▶ **Problem statement**:
List each line of the listing below that contains the word "stone", treating uppercase and lowercase letters as different.

▶ **Listed entries**:
• • • • •
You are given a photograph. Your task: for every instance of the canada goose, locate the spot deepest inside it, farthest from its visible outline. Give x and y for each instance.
• • • • •
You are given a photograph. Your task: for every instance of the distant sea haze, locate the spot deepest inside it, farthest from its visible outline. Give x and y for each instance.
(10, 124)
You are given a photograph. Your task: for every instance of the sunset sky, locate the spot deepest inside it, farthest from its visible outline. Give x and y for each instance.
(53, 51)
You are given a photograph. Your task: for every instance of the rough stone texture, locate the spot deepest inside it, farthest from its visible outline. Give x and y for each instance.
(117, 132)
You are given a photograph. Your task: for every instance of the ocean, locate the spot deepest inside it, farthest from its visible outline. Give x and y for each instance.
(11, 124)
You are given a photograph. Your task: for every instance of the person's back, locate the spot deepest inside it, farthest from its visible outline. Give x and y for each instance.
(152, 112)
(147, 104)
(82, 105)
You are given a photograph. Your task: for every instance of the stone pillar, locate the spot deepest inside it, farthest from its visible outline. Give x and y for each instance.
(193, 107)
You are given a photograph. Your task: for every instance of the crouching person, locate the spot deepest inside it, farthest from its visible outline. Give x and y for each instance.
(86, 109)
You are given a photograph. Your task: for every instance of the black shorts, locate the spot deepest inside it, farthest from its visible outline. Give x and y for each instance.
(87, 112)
• • • • •
▶ **Solution for this exercise**:
You are given a photograph. Your task: for every instance of the rough stone texture, locate the spot deepest inside it, farthest from its visible outline. Give x and y for each instance.
You are given a photograph. Your task: for every instance of the stone pillar, locate the spot deepest inside it, farthest from its visible outline. Give x and y for each instance.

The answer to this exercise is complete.